Task prompt =
Retype the data that follows, keeping every character the same.

***** Data under study *****

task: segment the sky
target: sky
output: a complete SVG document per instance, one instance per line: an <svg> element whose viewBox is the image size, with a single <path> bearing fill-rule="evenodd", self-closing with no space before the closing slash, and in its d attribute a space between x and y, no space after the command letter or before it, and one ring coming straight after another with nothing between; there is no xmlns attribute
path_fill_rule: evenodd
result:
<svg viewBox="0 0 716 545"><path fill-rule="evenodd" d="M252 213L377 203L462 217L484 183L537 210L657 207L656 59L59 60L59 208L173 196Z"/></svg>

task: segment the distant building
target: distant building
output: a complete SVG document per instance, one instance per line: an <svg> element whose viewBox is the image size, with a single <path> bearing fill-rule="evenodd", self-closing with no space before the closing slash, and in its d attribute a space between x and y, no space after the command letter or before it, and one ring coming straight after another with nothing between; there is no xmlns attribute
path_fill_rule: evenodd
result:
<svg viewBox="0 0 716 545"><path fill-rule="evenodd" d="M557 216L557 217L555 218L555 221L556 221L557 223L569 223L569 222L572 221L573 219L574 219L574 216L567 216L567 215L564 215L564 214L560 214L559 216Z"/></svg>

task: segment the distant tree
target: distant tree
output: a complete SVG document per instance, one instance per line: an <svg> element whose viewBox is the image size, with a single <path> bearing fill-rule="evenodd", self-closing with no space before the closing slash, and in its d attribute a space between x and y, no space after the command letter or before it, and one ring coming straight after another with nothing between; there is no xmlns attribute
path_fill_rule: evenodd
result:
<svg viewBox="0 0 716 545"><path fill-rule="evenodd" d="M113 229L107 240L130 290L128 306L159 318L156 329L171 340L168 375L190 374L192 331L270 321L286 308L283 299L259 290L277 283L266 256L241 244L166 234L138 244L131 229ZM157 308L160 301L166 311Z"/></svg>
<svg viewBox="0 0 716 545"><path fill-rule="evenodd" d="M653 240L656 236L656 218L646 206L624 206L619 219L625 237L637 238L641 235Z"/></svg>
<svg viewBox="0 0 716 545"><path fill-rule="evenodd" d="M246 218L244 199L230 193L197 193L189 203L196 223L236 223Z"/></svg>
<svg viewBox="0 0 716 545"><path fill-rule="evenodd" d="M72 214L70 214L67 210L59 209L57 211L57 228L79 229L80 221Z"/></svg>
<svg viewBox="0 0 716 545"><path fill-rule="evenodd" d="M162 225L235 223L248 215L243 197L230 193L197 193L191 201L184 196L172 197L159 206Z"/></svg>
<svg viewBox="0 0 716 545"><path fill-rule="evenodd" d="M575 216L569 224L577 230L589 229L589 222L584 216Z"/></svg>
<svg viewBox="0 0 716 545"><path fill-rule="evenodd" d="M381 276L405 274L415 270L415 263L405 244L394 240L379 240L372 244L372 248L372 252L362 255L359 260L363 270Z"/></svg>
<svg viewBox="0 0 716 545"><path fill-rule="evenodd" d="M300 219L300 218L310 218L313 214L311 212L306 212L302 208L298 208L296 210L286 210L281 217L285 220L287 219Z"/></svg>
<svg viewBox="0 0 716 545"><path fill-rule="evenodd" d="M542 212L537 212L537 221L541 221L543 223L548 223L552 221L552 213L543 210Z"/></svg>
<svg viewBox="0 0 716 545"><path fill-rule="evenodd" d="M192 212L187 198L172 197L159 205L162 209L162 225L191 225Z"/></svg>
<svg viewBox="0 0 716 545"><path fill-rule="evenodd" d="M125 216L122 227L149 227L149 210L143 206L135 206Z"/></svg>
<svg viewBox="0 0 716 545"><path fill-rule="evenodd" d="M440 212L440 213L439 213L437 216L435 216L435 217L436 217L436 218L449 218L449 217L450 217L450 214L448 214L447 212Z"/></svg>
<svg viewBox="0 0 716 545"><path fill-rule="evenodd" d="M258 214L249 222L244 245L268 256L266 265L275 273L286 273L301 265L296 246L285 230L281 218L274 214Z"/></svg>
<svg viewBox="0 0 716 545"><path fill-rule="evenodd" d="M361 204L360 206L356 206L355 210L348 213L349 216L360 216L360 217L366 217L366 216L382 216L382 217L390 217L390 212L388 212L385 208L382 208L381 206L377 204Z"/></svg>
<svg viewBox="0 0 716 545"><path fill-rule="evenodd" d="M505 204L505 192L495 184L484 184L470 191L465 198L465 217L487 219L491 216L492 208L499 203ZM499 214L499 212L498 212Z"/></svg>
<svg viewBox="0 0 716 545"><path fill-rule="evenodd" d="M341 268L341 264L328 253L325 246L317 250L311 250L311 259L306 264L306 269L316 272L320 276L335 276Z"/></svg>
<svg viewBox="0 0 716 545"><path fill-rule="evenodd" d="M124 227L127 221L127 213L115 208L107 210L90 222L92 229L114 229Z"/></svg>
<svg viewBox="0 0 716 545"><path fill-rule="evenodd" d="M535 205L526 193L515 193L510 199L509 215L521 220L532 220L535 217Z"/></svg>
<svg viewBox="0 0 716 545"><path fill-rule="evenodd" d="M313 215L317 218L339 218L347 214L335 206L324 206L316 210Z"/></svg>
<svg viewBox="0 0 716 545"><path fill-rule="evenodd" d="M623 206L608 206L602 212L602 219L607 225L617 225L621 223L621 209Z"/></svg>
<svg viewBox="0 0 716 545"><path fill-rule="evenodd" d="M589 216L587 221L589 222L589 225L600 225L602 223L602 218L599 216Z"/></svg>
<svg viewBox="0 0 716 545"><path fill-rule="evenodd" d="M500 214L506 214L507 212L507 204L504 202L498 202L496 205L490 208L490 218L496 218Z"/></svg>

*****

Answer box =
task: segment the sky
target: sky
output: a complete SVG document per instance, one instance per line: an <svg> element whose viewBox is the image size, with a single <path> bearing fill-rule="evenodd", self-closing with no space before the closing slash, and in its d attribute a space between x and y, no space after the command letter or before it, and one ring coming straight after another with nothing between; there is no xmlns attribute
path_fill_rule: evenodd
result:
<svg viewBox="0 0 716 545"><path fill-rule="evenodd" d="M252 213L377 203L462 217L484 183L537 210L657 207L656 59L59 60L59 208L173 196Z"/></svg>

task: segment the distant building
target: distant building
output: a complete SVG document per instance, one instance per line: an <svg> element whose viewBox is the image size, with a single <path> bearing fill-rule="evenodd", self-closing with no space before the closing slash, and in its d attribute a space between x and y, no space after the command letter or before it, and one ring coming straight after another with nothing between; there is no xmlns attribute
path_fill_rule: evenodd
result:
<svg viewBox="0 0 716 545"><path fill-rule="evenodd" d="M557 216L557 217L555 218L555 221L556 221L557 223L569 223L569 222L572 221L573 219L574 219L574 216L567 216L567 215L564 215L564 214L560 214L559 216Z"/></svg>

task: segment the distant tree
target: distant tree
output: a complete SVG document per instance, one instance per line: an <svg> element whose viewBox is the image size, with a single <path> bearing fill-rule="evenodd", self-closing with no space before the closing slash, and in its d attribute a space between x and y, no space after the command letter or before it, and one ring coming straight after another with nothing between; there is no xmlns attribute
path_fill_rule: evenodd
result:
<svg viewBox="0 0 716 545"><path fill-rule="evenodd" d="M113 229L107 240L130 290L128 306L159 318L156 329L171 340L168 375L190 374L192 331L270 321L286 308L283 299L259 290L277 283L266 256L241 244L166 234L138 244L131 229ZM157 308L160 301L166 311Z"/></svg>
<svg viewBox="0 0 716 545"><path fill-rule="evenodd" d="M653 240L656 236L656 218L646 206L624 206L619 219L625 237L637 238L641 235Z"/></svg>
<svg viewBox="0 0 716 545"><path fill-rule="evenodd" d="M246 218L244 199L230 193L197 193L189 203L196 223L236 223Z"/></svg>
<svg viewBox="0 0 716 545"><path fill-rule="evenodd" d="M72 214L70 214L67 210L59 209L57 211L57 228L79 229L80 221Z"/></svg>
<svg viewBox="0 0 716 545"><path fill-rule="evenodd" d="M162 225L235 223L248 215L243 197L230 193L197 193L191 201L184 196L172 197L159 206Z"/></svg>
<svg viewBox="0 0 716 545"><path fill-rule="evenodd" d="M575 216L569 224L577 230L589 229L589 222L584 216Z"/></svg>
<svg viewBox="0 0 716 545"><path fill-rule="evenodd" d="M381 276L405 274L415 270L415 263L405 244L394 240L379 240L372 244L372 248L372 252L362 255L359 260L363 270Z"/></svg>
<svg viewBox="0 0 716 545"><path fill-rule="evenodd" d="M300 219L300 218L310 218L313 214L311 212L306 212L302 208L298 208L296 210L286 210L281 217L285 220L287 219Z"/></svg>
<svg viewBox="0 0 716 545"><path fill-rule="evenodd" d="M542 212L537 212L537 221L541 221L543 223L548 223L552 221L552 213L543 210Z"/></svg>
<svg viewBox="0 0 716 545"><path fill-rule="evenodd" d="M192 212L187 198L172 197L159 205L162 209L162 225L191 225Z"/></svg>
<svg viewBox="0 0 716 545"><path fill-rule="evenodd" d="M125 216L122 227L149 227L149 210L143 206L135 206Z"/></svg>
<svg viewBox="0 0 716 545"><path fill-rule="evenodd" d="M440 212L440 213L439 213L437 216L435 216L435 217L436 217L436 218L449 218L449 217L450 217L450 214L448 214L447 212Z"/></svg>
<svg viewBox="0 0 716 545"><path fill-rule="evenodd" d="M258 214L249 222L244 245L268 256L266 265L275 273L286 273L301 265L296 246L285 230L281 218L274 214Z"/></svg>
<svg viewBox="0 0 716 545"><path fill-rule="evenodd" d="M361 204L360 206L356 206L355 210L348 213L349 216L360 216L360 217L366 217L366 216L382 216L382 217L390 217L390 212L388 212L385 208L382 208L381 206L377 204Z"/></svg>
<svg viewBox="0 0 716 545"><path fill-rule="evenodd" d="M505 204L505 192L495 184L484 184L470 191L465 198L465 217L487 219L491 216L492 208L499 203ZM499 214L499 212L498 212Z"/></svg>
<svg viewBox="0 0 716 545"><path fill-rule="evenodd" d="M341 268L341 264L328 253L325 246L317 250L311 250L311 259L306 264L306 269L316 272L320 276L335 276Z"/></svg>
<svg viewBox="0 0 716 545"><path fill-rule="evenodd" d="M124 227L127 221L127 213L115 208L107 210L90 222L92 229L114 229Z"/></svg>
<svg viewBox="0 0 716 545"><path fill-rule="evenodd" d="M535 205L526 193L515 193L510 199L509 215L521 220L532 220L535 217Z"/></svg>
<svg viewBox="0 0 716 545"><path fill-rule="evenodd" d="M313 215L317 218L339 218L347 214L335 206L324 206L316 210Z"/></svg>
<svg viewBox="0 0 716 545"><path fill-rule="evenodd" d="M623 206L608 206L602 212L602 219L607 225L617 225L621 223L621 209Z"/></svg>
<svg viewBox="0 0 716 545"><path fill-rule="evenodd" d="M589 216L587 221L589 222L589 225L600 225L602 223L602 218L599 216Z"/></svg>
<svg viewBox="0 0 716 545"><path fill-rule="evenodd" d="M500 214L506 214L507 212L507 204L504 202L498 202L496 205L490 208L490 218L496 218Z"/></svg>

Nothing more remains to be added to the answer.